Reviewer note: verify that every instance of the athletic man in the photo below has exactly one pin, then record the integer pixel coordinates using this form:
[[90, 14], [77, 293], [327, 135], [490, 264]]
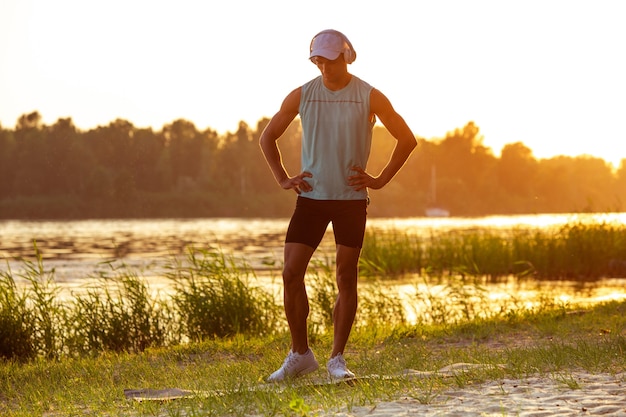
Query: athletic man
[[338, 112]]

==

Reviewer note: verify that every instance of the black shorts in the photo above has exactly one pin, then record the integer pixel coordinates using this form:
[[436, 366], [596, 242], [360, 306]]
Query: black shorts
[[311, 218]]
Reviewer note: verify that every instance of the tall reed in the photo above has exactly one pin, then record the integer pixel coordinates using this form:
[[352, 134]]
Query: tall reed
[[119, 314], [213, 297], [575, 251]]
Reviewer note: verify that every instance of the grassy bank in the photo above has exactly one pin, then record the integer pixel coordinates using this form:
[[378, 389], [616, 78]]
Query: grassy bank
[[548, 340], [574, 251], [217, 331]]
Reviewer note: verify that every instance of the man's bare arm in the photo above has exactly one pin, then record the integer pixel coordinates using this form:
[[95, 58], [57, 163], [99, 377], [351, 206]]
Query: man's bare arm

▶ **Your goal**: With the first line being the one containing "[[352, 134]]" and the last line the one containing "Reviewer note: verify that every instance of the man's", transcribe exactly the lines above that fall in that range.

▶ **Answer box**:
[[352, 134]]
Query: tall reed
[[119, 314], [213, 297], [575, 251]]
Reviewer note: verify that every instance of the grassy bank in the photo above has exactly one pin, then record the integer pixel coordinates using this form:
[[378, 389], [616, 78]]
Query: grassy bank
[[548, 340], [574, 251], [217, 331]]
Reviewer note: verify that every instance of the man's bare arm in the photo above has exactly one pin, then record the integer pixel coordinates using this form:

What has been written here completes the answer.